## STATED PROBLEM 1
Reproduce the passage of the article on Robert Bryce's Melbourne lecture that runs from "Despite the campaigns" up to and including "and export goods.".
## STATED PROBLEM 2
According to the article on Robert Bryce's Melbourne lecture, how many people around the world still have no electricity at all?

## SOURCE EXTRACT
=======
“Ban coal!” demand those of the green persuasion, demonstrating once again that the gulf between warm-and-fuzzy thinking and real-world needs is darker than a candle-lit Third World hovel. As US author and energy specialist Robert Bryce noted this week in Melbourne, nothing banishes poverty like cheap, reliable power
Robert Bryce at the Institute of Public Affairs in Melbourne on September 9 might have been stressing the ‘bleeding obvious’, as business-press guru Terry McCrann put it in his thank-you speech. Bryce’s HV McKay lecture at the RACV was titled “More Energy, Please: How Increasing Energy Use Promotes a Richer, Freer World.”
It is indeed bleeding obvious to the sapient that there is currently no viable substitute for coal-fired electricity generation. But throughout the Western world other people are campaigning to ‘save the planet’ by shutting coal-power down and thus reducing purportedly dangerous C02 emissions.
Bryce’s energy analyses have appeared in publications including the Wall Street Journal, Atlantic Monthly and National Review. Texas-based, he’s the author of five energy books, the latest being Smaller Faster Lighter Denser Cheaper: How Innovation Keeps Proving the Catastrophists Wrong. Bryce didn’t discuss the merits of the catastrophic human-caused global-warming hypothesis. He just delineated the irrationality of draconian global and national targets to cut CO2 emissions, given the developing world’s determination to use electricity to lift its people from poverty:
“I’m a resolute agnostic about the climate issue. Tell me CO2 is good, tell me it’s bad. I’m bored with the nastiness.
“The question that too few people are willing to ask is this one: where, how, will we find the energy equivalent of 27 Saudi Arabias and have it all be carbon-free?”
He began by remarking that Thailand, Vietnam and Indonesia have a total population of 400m. Since 1985, Indonesia and Malaysia have both piled on coal consumption by more than 5000%. Vietnam has increased electricity use by nearly 2500%; Thailand has had the world’s fastest growth of CO2 emissions at 603%. Yet their per capita GDP is still only $6000, one-eleventh that of Australia. “The residents of Thailand, Vietnam, and Indonesia don’t need less energy, they need more,” he said.
“It’s apparent to me from the levels of energy poverty and the continuing growth in global energy consumption, that the countries of the world, cannot, will not, ever agree to cut hydrocarbon use to the levels that the IPCC claims are necessary to prevent major climate change.”
Globally there are still more than 1.2 billion people without electricity at all.
Over the past decade alone, global energy consumption has increased by about 28 percent, or 56 million barrels of oil equivalent per day, that’s an increase of nearly seven Saudi Arabias. Total daily global energy use is now about 31 Saudi Arabias of oil production per day. About 21 Saudi Arabia’s worth, or 87%, is from hydrocarbons.
Despite the campaigns against CO2 in the past decade, global CO2 emissions have increased by about 29%. CO2 emission in the Middle East is up by 58%; Asia, up 74%; Africa, up 30%. But Europe is down by 4% and US down 6.5%. The hard reality is that the path to electrification — the path to increased wealth — depends on hydrocarbons. Countries with cheap, abundant, reliable supplies of electricity can grow their economies and educate their citizens. They can build their manufacturing bases and export goods.
=======
(Data entries)
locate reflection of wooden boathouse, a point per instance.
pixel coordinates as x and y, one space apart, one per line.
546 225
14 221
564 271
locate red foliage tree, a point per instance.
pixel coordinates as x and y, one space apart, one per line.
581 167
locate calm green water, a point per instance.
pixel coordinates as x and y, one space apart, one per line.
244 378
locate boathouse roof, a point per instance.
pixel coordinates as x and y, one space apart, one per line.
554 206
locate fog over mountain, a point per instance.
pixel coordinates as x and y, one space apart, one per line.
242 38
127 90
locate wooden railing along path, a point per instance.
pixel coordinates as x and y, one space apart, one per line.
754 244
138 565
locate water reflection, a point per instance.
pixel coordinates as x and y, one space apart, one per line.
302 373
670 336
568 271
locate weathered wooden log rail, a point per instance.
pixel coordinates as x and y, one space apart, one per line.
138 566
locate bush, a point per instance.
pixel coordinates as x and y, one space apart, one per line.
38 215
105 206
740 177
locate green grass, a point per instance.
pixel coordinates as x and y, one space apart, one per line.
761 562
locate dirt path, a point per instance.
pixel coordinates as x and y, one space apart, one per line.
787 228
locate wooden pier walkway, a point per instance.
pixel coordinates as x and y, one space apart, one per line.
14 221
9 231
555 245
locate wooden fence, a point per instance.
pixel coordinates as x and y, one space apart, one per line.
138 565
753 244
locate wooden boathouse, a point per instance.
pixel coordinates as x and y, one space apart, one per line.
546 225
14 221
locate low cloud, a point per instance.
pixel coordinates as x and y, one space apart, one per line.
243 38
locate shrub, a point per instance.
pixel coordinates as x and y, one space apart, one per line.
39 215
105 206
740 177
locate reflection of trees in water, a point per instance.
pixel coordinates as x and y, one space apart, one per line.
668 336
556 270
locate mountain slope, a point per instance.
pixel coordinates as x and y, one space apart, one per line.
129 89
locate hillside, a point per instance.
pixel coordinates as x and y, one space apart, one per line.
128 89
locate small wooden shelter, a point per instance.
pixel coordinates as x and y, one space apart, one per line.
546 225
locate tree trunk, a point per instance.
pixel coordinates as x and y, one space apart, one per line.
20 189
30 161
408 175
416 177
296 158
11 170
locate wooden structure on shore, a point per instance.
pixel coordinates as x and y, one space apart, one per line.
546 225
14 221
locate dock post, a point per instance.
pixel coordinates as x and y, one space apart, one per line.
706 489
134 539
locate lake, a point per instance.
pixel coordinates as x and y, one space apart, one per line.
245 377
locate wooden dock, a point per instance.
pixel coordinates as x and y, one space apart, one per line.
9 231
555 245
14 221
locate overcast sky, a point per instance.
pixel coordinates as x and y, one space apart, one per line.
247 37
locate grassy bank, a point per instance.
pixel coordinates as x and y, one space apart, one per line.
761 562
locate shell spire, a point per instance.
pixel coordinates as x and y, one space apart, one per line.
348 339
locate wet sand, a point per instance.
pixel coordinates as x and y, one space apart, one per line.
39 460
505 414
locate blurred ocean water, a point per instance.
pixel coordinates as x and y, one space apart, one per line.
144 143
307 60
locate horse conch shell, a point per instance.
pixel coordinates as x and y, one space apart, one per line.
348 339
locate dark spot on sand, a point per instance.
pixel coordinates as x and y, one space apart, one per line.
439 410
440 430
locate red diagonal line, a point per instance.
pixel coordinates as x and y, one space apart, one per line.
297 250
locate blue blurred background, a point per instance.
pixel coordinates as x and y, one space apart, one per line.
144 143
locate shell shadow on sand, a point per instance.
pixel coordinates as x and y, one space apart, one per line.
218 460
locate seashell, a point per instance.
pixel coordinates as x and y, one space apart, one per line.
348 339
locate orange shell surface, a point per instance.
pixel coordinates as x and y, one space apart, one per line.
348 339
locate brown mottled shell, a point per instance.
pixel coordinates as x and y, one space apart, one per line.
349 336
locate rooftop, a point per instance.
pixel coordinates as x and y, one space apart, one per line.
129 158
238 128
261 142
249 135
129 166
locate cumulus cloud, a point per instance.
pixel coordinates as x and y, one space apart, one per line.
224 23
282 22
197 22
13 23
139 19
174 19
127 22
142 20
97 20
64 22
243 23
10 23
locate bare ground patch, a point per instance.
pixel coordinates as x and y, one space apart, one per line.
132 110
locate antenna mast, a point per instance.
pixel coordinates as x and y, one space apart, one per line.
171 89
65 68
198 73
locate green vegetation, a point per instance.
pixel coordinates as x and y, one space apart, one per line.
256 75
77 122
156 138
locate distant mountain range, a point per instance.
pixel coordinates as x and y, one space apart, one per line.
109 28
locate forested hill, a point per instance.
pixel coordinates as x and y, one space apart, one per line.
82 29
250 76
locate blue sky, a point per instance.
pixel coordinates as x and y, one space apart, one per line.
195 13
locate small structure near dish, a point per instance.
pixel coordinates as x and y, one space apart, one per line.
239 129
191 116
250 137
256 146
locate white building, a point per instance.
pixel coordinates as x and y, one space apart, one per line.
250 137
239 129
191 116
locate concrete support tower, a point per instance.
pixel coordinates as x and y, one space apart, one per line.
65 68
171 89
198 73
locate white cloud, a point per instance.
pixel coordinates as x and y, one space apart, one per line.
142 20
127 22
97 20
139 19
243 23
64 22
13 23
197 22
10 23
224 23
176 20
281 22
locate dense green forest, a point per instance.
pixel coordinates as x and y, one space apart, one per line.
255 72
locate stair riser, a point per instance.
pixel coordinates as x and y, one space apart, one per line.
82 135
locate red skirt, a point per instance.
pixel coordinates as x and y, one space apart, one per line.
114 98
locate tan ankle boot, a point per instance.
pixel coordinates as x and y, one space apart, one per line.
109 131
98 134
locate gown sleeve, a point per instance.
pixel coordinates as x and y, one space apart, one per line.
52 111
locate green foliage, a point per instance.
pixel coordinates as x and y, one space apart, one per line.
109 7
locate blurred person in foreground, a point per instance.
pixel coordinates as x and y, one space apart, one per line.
=======
## WRITTEN SOLUTION 1
Despite the campaigns against CO2 in the past decade, global CO2 emissions have increased by about 29%. CO2 emission in the Middle East is up by 58%; Asia, up 74%; Africa, up 30%. But Europe is down by 4% and US down 6.5%. The hard reality is that the path to electrification — the path to increased wealth — depends on hydrocarbons. Countries with cheap, abundant, reliable supplies of electricity can grow their economies and educate their citizens. They can build their manufacturing bases and export goods.

## WRITTEN SOLUTION 2
More than 1.2 billion people.